- Opening Delimiter -

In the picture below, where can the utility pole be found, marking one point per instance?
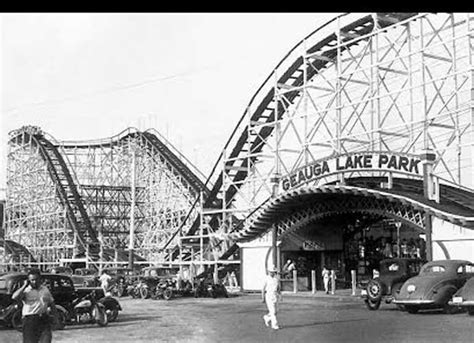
(132, 209)
(428, 158)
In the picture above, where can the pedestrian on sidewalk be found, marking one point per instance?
(36, 299)
(105, 279)
(271, 295)
(325, 274)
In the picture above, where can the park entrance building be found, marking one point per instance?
(357, 146)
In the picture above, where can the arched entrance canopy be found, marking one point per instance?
(335, 200)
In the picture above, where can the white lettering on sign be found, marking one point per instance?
(367, 161)
(312, 245)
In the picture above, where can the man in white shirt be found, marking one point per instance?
(271, 295)
(36, 299)
(104, 281)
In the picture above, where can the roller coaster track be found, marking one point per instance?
(169, 154)
(68, 194)
(265, 112)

- Closing Delimiter -

What needs to be done
All lines from the one that holds "In the picture above, where can the man" to the end of the entries above must be transcribed exactly, both ends included, and no others.

Response area
In the picture above, where can the man in white shirt be found, marking one point per instance?
(271, 295)
(36, 299)
(104, 281)
In the picture above, where can the roller coaster track be found, marking one point per instance?
(169, 154)
(68, 194)
(265, 112)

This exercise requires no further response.